_PAGE EXCERPT_:
The Antigua Conspiracy of 1736—Who Was Really Conspiring?

Mike Dash at the Smithsonian Magazine blog examines the evidence about a revolt of people enslaved on Antigua in 1736:
According to David Barry Gaspar, who has written in more detail on the subject than anybody else, Klaas was one of the masterminds behind an elaborate plot, hatched late in 1735, to overthrow white rule on Antigua. The conspiracy allegedly involved slaves on a number of large plantations, and was built around an audacious effort to destroy the island’s planters in a single spectacular explosion. . . .

In the eyes of the Antiguan government, Prince Klaas’s planned rebellion was well evidenced. A stream of witnesses testified that the plot existed; Klaas himself, together with his chief lieutenant—a creole (that is, a slave born on the island) known as Tomboy, whose job it would have been to plant the powder—eventually confessed to it. . . .

Yet—confessions aside—little physical evidence of a conspiracy was ever produced. The “10-gallon barrel of powder” that Tomboy was to have used to blow up the ball was not recovered; nor, despite extensive searches, were any weapons caches found.

All this has led researchers such as Jason Sharples and Kwasi Konadu to direct renewed attention to the slaves’ own testimonies. And here, it must be acknowledged, there is good reason to doubt that the confessions obtained by Arbuthnot were wholly reliable. Konadu persuasively argues that Klaas’s “dance” was probably a familiar Ashanti ceremony acclaiming a newly chosen leader, and not a declaration of war.

_TASK LIST_:
**A.** According to the Antigua conspiracy excerpt, why have researchers such as Jason Sharples and Kwasi Konadu turned renewed attention to the slaves' own testimonies? Answer in one to three sentences.
**B.** Resume the Antigua conspiracy excerpt, continuing on from its final sentence.
This listing comes from a separate source and has no connection to the Antigua conspiracy excerpt.

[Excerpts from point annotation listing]
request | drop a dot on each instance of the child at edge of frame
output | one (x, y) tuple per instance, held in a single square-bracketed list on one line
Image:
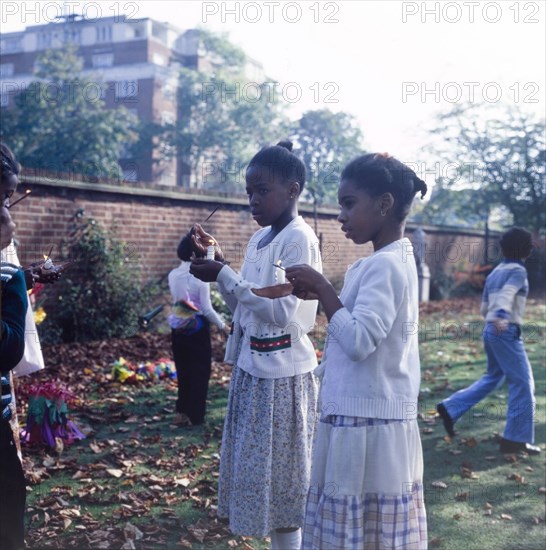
[(503, 305), (13, 307)]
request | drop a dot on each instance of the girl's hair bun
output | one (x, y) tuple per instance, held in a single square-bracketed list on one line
[(286, 144)]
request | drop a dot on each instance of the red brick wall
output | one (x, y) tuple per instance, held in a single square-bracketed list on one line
[(152, 226)]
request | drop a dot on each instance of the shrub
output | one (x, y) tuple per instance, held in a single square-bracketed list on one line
[(98, 296)]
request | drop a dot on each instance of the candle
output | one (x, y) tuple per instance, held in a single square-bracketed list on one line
[(211, 250), (27, 193), (280, 273)]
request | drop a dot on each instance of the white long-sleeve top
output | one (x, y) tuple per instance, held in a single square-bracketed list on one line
[(274, 333), (184, 286), (371, 362), (505, 293)]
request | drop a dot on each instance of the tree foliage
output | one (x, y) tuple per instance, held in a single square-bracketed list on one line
[(223, 118), (59, 122), (498, 160), (326, 141), (98, 296)]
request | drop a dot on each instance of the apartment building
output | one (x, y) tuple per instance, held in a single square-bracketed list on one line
[(138, 60)]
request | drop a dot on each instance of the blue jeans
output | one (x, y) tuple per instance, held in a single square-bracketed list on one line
[(506, 357)]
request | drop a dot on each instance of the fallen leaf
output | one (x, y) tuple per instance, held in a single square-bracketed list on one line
[(95, 447), (131, 532), (184, 482), (517, 477)]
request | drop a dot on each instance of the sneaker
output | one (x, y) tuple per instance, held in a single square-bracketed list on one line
[(448, 421), (508, 446)]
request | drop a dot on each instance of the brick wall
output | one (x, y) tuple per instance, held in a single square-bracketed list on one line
[(151, 222)]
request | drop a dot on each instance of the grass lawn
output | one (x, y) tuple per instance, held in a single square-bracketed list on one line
[(140, 482)]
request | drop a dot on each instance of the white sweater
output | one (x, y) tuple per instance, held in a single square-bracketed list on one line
[(269, 337), (505, 293), (371, 363), (184, 286)]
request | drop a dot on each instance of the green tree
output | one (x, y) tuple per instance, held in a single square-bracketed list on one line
[(223, 117), (498, 160), (59, 123), (326, 142), (99, 295)]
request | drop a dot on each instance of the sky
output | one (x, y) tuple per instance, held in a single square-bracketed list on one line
[(394, 65)]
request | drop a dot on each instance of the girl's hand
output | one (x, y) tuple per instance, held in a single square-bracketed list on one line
[(201, 240), (307, 282), (205, 270)]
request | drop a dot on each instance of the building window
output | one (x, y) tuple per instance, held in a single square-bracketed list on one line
[(130, 172), (104, 33), (167, 117), (127, 89), (6, 69), (44, 40), (10, 45), (72, 35), (103, 59), (158, 59)]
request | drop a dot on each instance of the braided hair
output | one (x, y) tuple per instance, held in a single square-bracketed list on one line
[(10, 167), (281, 162), (378, 173)]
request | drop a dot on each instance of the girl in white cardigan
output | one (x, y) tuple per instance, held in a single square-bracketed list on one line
[(265, 461), (366, 481)]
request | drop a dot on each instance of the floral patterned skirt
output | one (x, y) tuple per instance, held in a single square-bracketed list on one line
[(366, 486), (265, 461)]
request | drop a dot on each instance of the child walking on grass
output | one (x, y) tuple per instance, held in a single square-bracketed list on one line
[(503, 305), (268, 431), (366, 481)]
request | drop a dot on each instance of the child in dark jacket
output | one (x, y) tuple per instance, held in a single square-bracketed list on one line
[(13, 309)]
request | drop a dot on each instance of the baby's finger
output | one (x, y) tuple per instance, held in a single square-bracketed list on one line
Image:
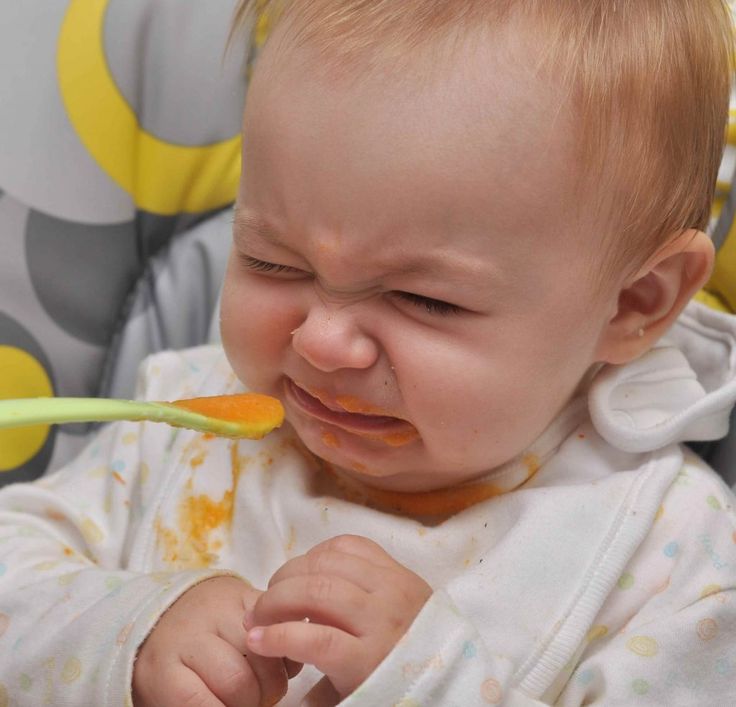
[(228, 674), (332, 651), (360, 547), (352, 568), (323, 694), (324, 599)]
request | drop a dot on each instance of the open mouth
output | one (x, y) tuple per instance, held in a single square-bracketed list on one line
[(392, 430)]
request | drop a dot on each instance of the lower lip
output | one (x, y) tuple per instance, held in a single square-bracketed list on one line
[(391, 430)]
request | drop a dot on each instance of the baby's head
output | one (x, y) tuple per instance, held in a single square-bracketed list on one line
[(450, 213)]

_THE ANSWERS_:
**A.** Apart from the confessions, little physical evidence of a conspiracy was ever produced. The "10-gallon barrel of powder" that Tomboy was to have used was never recovered, and extensive searches turned up no weapons caches.

**B.**
Sharples demonstrates that Arbuthnot’s prisoners would have found it easy to exchange information and discuss what the captors wished to hear, and adds that they must have known that a confession—and the betrayal of as many of their fellow Africans as possible—was their one hope of saving themselves. He also supplies an especially revealing detail: that one slave, known as “Langford’s Billy,” who “escaped with his life by furnishing evidence against at least fourteen suspects” and was merely banished in consequence, turned up in New York four years later, heavily implicated in another suspected slave plot that many researchers now concede was merely a product of hysteria.
This debate over the Antiguan revolt mirrors similar debates over other slave revolts throughout North America. Were there actual conspiracies nipped in the bud, or did paranoid white authorities torture and threaten false confessions out of people they had enslaved? Complicating the question is how slave rebellions can be appealing, if tragic, stories of people seeking liberty that we don’t want to give up. And we would be left with stories of hundreds of innocent victims—88 in this one Antiguan episode alone—being tortured and executed over their enslavers’ groundless fear.